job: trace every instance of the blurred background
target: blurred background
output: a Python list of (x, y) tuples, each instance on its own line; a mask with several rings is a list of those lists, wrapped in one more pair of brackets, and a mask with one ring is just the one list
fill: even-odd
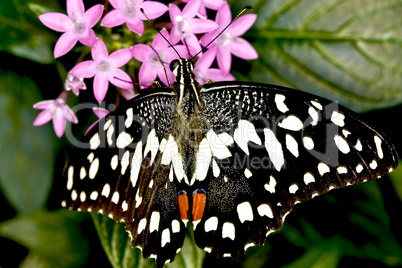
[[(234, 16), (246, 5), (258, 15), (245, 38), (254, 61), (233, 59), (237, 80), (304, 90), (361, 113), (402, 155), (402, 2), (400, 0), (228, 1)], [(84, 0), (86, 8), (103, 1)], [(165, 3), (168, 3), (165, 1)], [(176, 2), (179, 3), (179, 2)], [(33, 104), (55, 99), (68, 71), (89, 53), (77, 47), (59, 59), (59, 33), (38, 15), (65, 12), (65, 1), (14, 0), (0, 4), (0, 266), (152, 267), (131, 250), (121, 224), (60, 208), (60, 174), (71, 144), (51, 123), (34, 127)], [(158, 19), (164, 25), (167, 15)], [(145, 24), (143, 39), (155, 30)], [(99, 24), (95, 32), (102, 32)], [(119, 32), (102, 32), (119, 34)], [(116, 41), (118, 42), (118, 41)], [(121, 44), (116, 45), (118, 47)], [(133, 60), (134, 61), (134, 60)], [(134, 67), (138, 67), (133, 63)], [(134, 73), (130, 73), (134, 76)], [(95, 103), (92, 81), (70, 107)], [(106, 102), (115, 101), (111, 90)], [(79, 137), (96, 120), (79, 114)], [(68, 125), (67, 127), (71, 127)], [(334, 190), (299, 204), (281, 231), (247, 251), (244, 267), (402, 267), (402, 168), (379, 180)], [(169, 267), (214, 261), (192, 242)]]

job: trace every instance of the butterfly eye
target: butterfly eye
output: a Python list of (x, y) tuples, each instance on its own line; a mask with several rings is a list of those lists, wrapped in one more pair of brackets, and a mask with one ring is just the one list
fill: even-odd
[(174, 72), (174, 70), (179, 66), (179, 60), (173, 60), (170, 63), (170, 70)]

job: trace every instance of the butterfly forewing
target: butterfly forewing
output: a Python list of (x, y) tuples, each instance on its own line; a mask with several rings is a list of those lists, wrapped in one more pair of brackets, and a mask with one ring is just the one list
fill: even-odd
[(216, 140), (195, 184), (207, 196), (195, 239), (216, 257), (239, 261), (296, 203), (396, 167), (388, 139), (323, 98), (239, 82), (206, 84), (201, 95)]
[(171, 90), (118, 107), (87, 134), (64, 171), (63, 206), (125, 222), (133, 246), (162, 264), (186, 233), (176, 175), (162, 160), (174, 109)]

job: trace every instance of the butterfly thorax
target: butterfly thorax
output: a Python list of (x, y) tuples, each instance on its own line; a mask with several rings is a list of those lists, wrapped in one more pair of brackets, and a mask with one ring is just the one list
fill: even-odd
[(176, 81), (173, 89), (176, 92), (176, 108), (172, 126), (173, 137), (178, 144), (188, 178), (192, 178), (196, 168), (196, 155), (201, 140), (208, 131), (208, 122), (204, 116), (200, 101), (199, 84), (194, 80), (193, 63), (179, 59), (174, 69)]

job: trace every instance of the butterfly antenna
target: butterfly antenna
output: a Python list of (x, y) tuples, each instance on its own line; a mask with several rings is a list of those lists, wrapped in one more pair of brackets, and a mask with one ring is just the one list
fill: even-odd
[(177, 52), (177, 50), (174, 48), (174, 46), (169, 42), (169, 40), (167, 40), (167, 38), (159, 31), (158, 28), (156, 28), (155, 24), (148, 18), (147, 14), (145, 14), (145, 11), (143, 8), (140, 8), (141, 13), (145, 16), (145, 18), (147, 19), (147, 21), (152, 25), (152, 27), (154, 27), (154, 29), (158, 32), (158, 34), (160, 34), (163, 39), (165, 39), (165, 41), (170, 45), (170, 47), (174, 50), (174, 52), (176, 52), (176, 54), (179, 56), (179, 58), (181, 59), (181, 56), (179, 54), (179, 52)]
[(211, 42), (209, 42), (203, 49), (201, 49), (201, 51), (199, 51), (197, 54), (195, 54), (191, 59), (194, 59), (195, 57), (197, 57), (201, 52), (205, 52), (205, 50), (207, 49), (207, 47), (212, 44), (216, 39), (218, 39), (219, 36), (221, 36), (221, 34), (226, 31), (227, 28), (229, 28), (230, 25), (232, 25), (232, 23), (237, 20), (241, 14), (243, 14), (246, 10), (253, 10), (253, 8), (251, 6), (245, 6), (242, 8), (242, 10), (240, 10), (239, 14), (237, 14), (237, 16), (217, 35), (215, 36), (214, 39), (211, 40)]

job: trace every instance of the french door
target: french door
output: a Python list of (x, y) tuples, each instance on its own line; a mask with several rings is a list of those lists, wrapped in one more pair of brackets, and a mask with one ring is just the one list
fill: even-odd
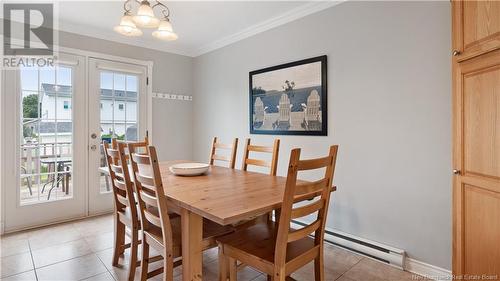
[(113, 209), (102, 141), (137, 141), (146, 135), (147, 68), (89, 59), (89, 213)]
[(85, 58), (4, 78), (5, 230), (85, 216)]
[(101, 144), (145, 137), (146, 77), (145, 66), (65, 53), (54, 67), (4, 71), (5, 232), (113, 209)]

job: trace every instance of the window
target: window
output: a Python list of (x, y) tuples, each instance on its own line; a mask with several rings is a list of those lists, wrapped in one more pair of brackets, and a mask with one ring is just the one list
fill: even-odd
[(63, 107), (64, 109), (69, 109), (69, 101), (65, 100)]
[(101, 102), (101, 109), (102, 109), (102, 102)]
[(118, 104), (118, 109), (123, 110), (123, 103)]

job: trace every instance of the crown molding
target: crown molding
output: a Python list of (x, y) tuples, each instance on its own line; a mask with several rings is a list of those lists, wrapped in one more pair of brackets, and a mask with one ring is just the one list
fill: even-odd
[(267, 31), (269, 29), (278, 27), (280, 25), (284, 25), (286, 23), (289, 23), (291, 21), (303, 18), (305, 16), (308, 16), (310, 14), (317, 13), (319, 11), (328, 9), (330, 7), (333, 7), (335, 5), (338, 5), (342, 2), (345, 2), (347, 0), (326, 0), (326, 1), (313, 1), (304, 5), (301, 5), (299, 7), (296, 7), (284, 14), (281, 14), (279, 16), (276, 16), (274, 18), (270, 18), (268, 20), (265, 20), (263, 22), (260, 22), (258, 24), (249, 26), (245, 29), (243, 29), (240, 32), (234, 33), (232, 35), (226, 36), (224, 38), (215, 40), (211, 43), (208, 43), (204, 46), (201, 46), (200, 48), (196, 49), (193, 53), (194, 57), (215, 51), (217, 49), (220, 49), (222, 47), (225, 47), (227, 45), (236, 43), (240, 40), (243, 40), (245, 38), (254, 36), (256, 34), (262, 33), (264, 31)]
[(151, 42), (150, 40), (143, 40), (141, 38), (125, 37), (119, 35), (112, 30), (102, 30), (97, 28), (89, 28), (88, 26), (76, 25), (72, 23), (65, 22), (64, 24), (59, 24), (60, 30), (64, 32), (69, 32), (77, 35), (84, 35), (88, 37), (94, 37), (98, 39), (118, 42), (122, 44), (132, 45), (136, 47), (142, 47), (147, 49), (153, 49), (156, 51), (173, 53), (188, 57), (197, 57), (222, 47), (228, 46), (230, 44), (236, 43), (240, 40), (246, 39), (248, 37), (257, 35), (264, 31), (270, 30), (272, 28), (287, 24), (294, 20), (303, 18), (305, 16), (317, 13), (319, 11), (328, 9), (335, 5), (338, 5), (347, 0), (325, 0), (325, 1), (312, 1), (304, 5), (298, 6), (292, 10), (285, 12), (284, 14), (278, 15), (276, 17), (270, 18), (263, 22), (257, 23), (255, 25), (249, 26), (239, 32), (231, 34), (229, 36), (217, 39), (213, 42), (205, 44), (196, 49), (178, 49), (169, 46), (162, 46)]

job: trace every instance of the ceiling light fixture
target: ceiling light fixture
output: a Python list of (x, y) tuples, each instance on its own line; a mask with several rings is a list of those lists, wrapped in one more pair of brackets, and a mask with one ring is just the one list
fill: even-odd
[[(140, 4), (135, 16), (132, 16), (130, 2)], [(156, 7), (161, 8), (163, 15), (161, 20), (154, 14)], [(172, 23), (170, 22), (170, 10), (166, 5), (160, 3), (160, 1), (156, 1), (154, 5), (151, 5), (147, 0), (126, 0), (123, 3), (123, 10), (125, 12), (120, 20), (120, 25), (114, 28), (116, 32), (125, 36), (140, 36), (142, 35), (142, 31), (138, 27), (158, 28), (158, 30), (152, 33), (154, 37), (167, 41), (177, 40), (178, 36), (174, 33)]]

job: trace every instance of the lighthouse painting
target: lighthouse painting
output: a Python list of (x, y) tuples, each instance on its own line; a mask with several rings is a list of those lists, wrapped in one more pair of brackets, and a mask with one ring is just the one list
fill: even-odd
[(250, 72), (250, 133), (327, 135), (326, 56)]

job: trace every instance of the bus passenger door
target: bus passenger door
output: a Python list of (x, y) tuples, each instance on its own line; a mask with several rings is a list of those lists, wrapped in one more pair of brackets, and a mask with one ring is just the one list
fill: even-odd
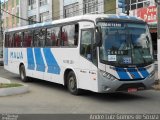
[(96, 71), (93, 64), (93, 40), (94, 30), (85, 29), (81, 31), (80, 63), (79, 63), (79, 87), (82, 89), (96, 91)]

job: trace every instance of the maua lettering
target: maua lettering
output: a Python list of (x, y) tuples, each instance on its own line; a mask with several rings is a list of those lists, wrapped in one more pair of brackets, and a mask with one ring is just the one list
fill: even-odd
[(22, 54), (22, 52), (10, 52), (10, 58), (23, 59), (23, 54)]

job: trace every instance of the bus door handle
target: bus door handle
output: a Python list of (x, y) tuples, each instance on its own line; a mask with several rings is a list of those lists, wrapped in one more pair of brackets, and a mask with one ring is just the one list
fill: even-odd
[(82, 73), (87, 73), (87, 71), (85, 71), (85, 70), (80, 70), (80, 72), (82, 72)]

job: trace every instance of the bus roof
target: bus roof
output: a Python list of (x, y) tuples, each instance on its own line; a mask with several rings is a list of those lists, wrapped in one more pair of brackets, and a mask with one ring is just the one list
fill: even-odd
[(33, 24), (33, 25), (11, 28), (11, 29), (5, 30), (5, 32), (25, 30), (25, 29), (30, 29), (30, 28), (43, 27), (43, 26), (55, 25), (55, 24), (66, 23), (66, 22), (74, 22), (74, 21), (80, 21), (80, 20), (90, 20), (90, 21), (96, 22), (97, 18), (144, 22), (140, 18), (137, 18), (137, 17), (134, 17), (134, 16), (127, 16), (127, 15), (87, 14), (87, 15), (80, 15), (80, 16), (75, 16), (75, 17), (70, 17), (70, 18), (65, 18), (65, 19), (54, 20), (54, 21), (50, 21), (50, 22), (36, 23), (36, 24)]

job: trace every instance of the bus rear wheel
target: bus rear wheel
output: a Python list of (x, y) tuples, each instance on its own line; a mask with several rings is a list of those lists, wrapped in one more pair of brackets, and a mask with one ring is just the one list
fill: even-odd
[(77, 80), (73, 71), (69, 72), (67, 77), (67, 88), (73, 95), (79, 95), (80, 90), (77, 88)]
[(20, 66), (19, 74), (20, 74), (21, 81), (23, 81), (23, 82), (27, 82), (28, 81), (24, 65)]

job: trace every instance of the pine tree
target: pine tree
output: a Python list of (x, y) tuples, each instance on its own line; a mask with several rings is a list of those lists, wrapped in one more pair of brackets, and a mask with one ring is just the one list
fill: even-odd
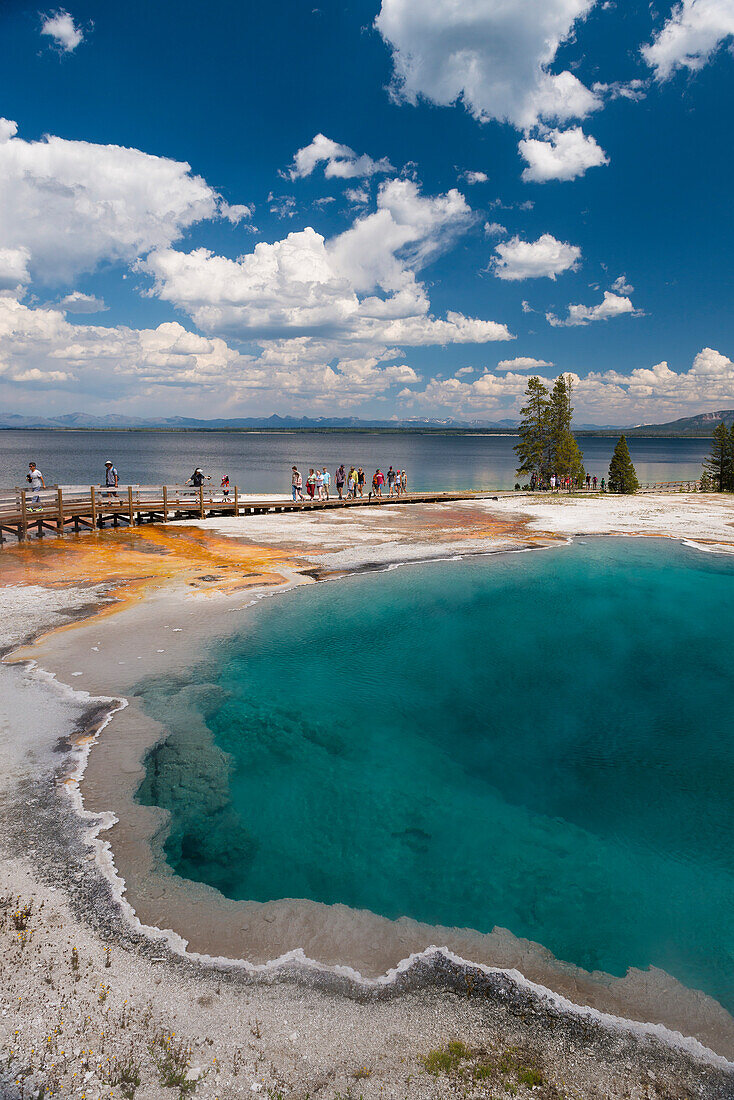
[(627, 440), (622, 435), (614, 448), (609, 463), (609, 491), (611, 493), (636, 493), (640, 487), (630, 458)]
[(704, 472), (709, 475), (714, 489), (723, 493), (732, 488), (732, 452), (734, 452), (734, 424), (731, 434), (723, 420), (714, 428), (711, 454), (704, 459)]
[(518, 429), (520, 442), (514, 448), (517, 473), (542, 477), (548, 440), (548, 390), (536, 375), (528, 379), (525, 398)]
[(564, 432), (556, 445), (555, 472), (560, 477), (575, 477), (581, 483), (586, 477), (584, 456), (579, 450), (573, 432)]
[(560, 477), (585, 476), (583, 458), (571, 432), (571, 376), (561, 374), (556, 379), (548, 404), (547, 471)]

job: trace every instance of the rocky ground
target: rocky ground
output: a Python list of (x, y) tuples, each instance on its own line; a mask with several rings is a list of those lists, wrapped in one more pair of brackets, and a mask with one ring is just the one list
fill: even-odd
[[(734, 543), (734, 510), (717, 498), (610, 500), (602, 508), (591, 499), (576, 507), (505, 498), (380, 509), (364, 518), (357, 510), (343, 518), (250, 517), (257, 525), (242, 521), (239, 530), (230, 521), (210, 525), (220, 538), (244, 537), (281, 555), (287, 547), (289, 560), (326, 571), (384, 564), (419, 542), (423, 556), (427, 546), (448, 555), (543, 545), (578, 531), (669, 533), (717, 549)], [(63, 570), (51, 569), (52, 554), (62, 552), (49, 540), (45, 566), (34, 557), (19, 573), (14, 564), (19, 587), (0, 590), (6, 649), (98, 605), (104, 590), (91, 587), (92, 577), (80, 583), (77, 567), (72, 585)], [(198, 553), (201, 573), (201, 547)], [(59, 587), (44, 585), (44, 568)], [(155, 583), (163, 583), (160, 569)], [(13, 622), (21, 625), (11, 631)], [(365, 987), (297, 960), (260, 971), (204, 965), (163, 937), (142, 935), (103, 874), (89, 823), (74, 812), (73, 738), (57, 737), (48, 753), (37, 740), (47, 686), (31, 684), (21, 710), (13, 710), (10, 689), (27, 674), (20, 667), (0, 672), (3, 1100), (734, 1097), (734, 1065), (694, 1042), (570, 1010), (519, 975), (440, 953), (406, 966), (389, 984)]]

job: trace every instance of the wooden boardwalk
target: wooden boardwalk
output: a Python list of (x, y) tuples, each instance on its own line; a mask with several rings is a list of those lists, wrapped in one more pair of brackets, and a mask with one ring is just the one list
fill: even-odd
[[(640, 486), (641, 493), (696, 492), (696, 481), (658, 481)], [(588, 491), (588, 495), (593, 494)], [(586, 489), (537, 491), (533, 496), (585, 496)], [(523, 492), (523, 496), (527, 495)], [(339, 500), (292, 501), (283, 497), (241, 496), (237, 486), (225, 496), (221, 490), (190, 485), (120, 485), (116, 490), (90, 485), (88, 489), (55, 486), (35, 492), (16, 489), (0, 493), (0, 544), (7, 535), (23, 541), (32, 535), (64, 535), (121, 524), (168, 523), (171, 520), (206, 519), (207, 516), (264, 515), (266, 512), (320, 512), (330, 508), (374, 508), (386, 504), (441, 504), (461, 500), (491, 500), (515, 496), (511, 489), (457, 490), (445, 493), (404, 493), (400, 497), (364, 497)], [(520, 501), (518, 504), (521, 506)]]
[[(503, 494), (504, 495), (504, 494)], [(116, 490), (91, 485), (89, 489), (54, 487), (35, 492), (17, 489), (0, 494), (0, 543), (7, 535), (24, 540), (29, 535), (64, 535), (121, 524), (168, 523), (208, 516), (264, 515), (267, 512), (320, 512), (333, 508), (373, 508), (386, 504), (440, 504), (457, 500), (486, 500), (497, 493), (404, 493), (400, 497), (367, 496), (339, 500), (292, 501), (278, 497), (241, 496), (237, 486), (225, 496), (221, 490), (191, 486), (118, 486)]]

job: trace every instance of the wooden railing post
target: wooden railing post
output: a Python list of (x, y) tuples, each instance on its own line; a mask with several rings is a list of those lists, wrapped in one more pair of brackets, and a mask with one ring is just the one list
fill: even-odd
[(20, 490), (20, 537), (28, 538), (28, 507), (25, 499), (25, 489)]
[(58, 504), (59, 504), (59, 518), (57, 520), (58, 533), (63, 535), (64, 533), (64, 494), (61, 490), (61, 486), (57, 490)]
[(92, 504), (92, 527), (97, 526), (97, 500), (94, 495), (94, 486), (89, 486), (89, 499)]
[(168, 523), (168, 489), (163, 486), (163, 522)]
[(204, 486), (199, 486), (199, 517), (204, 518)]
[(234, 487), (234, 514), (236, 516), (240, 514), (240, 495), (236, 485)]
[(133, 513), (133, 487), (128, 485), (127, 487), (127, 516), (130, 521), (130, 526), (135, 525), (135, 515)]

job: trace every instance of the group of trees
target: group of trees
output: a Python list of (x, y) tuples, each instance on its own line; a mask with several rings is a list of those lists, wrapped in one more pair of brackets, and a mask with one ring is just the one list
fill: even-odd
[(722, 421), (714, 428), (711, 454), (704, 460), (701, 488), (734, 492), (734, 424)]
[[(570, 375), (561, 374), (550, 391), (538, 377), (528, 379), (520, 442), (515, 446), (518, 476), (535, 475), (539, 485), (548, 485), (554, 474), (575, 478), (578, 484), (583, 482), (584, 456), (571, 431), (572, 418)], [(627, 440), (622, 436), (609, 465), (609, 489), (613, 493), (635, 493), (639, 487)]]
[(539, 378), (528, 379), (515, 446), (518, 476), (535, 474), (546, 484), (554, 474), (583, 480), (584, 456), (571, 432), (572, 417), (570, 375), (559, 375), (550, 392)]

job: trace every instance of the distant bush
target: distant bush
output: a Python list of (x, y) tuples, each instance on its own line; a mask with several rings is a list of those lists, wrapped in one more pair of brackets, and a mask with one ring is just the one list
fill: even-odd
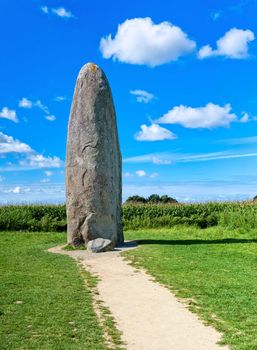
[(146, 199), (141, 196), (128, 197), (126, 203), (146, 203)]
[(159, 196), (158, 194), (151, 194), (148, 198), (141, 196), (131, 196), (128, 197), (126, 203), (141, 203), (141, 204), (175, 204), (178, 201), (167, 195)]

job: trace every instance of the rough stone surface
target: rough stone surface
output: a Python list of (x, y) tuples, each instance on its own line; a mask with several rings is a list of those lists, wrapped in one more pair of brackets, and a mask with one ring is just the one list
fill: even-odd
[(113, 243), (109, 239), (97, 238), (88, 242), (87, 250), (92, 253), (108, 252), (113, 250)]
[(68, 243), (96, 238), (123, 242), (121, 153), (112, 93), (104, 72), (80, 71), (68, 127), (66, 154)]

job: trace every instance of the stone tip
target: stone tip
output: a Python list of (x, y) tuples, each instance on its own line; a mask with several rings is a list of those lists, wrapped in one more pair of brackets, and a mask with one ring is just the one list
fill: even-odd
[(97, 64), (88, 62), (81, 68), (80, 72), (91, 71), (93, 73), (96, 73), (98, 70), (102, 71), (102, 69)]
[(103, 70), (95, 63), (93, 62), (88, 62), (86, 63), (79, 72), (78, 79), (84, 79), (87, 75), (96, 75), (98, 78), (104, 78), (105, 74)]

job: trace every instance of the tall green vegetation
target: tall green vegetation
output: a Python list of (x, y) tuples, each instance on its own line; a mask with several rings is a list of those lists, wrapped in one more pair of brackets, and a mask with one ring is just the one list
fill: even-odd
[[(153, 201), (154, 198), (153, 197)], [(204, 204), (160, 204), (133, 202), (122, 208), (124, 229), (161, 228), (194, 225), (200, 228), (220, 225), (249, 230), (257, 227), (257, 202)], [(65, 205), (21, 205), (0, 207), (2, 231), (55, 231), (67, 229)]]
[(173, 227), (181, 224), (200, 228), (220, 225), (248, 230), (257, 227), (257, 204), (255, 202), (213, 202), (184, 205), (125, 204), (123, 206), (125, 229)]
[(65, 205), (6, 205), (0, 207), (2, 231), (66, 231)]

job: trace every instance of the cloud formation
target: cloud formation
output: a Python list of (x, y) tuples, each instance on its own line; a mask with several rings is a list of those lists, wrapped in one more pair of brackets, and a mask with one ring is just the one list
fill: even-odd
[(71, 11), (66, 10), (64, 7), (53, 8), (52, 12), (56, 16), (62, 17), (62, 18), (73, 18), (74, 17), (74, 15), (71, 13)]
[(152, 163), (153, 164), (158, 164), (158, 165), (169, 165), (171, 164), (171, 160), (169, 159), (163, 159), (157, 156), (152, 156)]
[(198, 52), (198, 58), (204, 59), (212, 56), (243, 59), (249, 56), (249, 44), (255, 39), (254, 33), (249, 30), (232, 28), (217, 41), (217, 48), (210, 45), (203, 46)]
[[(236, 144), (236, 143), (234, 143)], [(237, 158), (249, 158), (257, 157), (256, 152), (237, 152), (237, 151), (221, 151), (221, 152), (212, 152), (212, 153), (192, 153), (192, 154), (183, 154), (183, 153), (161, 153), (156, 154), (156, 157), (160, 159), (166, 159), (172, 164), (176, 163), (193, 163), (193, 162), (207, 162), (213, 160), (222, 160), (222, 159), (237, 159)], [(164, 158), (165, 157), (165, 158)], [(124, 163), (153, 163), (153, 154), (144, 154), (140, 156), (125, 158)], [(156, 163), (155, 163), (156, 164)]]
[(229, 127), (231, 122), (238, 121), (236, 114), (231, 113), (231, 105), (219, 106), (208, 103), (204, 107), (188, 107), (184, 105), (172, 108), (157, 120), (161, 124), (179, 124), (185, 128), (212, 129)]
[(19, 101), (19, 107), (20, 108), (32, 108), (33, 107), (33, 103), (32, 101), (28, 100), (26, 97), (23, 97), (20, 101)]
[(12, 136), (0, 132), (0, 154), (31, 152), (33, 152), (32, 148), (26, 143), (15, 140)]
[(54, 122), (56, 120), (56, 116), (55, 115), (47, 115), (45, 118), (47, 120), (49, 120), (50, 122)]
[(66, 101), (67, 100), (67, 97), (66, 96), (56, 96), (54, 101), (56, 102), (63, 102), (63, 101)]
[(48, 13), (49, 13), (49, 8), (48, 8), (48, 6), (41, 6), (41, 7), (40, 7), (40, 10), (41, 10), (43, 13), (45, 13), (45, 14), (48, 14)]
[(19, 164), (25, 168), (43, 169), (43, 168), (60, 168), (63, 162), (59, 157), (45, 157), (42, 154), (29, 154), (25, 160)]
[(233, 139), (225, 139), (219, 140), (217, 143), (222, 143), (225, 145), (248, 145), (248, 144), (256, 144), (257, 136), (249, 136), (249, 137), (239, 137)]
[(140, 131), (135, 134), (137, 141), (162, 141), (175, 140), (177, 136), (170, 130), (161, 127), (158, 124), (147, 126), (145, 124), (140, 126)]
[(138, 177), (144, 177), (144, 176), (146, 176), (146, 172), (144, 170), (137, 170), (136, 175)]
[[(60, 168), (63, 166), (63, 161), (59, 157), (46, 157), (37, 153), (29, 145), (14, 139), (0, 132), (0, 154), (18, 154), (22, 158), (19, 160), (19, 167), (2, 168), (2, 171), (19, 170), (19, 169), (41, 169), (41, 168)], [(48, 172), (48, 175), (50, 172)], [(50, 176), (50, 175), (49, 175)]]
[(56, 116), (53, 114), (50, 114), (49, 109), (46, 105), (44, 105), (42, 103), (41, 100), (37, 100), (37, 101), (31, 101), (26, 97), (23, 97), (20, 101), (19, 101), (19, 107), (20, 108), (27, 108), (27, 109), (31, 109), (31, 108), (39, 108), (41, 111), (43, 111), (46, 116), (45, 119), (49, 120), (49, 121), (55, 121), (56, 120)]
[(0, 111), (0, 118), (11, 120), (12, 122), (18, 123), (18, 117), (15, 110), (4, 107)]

========================

### WHAT IS BEING ASKED
The line containing "target: butterfly eye" marks the end: retype every line from the first one in the listing up to and including it, without pictures.

### EXERCISE SOLUTION
job: trace every instance of the blurred background
target: blurred background
output: a Python list of (x, y) tuples, each instance on its own line; a mask with several rings is a list of those lists, wrapped in one more pair of brackets, and a mask with one ring is just the one list
fill: even-odd
[[(234, 16), (246, 5), (258, 15), (245, 38), (254, 61), (233, 59), (237, 80), (304, 90), (361, 113), (402, 155), (402, 2), (400, 0), (228, 1)], [(84, 0), (86, 8), (103, 1)], [(165, 3), (168, 3), (165, 1)], [(176, 2), (179, 3), (179, 2)], [(33, 104), (55, 99), (68, 71), (89, 53), (77, 47), (59, 59), (59, 33), (38, 15), (65, 12), (65, 1), (14, 0), (0, 4), (0, 266), (152, 267), (131, 250), (121, 224), (60, 208), (60, 174), (71, 144), (51, 123), (34, 127)], [(158, 19), (164, 25), (167, 15)], [(145, 24), (143, 39), (155, 30)], [(99, 24), (95, 32), (102, 32)], [(119, 32), (102, 32), (119, 34)], [(116, 41), (118, 42), (118, 41)], [(121, 44), (116, 45), (118, 47)], [(133, 60), (134, 61), (134, 60)], [(134, 67), (138, 67), (133, 63)], [(134, 73), (130, 73), (134, 76)], [(95, 103), (92, 81), (70, 107)], [(106, 102), (115, 101), (111, 90)], [(79, 137), (96, 120), (79, 114)], [(68, 125), (67, 127), (71, 127)], [(334, 190), (299, 204), (281, 231), (247, 251), (244, 267), (402, 267), (402, 168), (379, 180)], [(169, 267), (214, 261), (192, 242)]]

job: trace every instance of the butterfly eye
target: butterfly eye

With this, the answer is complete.